Work to complete: Count the lines in the listing that contain the word "whole" and give only that number.

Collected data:
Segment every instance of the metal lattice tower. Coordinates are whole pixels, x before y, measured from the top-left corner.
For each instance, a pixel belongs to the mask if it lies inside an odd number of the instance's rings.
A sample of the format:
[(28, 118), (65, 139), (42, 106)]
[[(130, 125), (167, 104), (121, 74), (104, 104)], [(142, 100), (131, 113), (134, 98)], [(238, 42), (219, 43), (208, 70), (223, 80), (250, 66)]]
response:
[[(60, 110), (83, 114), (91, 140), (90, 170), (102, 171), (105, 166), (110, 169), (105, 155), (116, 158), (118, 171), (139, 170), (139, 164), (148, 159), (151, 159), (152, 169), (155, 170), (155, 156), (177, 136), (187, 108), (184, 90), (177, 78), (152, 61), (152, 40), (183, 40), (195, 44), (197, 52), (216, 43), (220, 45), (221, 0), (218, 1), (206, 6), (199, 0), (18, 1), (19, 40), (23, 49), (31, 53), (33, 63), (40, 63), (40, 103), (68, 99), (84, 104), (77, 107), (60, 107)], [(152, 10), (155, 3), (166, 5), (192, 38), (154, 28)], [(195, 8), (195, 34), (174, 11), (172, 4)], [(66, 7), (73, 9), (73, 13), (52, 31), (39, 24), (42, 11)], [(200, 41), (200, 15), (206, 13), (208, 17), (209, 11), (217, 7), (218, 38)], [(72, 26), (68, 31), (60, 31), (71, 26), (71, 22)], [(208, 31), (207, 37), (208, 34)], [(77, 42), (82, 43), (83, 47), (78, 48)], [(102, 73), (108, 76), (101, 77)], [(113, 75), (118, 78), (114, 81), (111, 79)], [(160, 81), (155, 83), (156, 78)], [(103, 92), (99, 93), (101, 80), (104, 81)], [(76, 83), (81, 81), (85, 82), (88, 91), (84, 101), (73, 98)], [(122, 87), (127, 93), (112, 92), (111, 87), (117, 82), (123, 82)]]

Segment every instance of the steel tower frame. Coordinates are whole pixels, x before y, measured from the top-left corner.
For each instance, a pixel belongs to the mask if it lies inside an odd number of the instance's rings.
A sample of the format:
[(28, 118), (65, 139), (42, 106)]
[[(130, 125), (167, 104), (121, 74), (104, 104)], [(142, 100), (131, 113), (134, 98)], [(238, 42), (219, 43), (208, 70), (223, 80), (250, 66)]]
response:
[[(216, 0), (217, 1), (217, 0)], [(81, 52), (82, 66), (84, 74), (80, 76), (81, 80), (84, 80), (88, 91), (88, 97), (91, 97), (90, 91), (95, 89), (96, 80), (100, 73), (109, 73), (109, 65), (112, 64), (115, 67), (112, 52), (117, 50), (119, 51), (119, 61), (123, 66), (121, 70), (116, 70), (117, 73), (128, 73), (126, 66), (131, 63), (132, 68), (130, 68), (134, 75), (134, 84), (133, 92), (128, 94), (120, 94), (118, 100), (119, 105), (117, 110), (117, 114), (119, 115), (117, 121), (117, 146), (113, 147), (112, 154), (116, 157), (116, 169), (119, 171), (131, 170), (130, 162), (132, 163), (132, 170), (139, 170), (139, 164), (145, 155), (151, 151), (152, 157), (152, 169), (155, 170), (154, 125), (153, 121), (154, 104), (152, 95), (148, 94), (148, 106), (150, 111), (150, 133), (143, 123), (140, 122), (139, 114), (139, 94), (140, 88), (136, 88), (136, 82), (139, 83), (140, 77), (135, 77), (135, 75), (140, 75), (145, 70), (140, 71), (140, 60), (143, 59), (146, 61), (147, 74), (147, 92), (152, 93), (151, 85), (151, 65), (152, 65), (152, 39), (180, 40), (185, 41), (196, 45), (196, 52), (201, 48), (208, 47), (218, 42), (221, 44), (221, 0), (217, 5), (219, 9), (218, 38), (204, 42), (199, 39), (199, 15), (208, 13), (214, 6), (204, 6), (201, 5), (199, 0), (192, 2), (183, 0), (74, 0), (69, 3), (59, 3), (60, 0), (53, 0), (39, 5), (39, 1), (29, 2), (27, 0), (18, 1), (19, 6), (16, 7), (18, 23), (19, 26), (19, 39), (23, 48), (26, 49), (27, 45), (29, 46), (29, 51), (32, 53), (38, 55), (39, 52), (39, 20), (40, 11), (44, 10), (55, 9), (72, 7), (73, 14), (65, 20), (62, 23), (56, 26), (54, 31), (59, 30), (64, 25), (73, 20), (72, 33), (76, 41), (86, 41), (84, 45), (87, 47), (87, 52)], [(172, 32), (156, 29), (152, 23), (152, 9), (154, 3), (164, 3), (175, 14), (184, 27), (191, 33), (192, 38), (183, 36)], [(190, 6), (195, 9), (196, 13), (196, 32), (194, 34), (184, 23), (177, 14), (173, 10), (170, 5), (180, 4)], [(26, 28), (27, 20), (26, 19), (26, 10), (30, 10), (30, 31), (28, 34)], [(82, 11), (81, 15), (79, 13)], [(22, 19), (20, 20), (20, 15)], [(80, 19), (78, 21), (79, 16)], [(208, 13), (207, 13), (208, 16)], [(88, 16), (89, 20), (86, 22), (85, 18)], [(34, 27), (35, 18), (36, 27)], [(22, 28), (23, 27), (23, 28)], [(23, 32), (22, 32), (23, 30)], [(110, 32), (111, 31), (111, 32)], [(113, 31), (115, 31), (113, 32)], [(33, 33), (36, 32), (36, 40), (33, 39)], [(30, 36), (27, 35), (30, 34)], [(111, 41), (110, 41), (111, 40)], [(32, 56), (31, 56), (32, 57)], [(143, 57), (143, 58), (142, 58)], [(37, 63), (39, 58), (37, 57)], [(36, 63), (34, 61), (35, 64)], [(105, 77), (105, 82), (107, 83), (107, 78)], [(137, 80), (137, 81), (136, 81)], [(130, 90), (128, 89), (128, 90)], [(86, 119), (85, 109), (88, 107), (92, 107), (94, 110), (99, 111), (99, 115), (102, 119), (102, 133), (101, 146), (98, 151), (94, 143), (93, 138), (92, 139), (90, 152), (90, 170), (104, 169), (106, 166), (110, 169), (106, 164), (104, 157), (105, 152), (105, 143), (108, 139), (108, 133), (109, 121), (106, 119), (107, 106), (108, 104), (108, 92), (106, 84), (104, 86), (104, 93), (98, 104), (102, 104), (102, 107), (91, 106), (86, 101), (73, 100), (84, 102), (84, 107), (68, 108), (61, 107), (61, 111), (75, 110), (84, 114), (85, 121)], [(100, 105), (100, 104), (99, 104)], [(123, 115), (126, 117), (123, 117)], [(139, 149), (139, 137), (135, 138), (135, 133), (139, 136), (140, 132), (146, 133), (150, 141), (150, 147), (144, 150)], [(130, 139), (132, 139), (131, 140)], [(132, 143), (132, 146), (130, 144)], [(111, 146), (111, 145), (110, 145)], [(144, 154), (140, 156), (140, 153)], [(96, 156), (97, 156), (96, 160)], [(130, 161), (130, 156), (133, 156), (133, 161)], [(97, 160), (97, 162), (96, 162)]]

Written answer: 2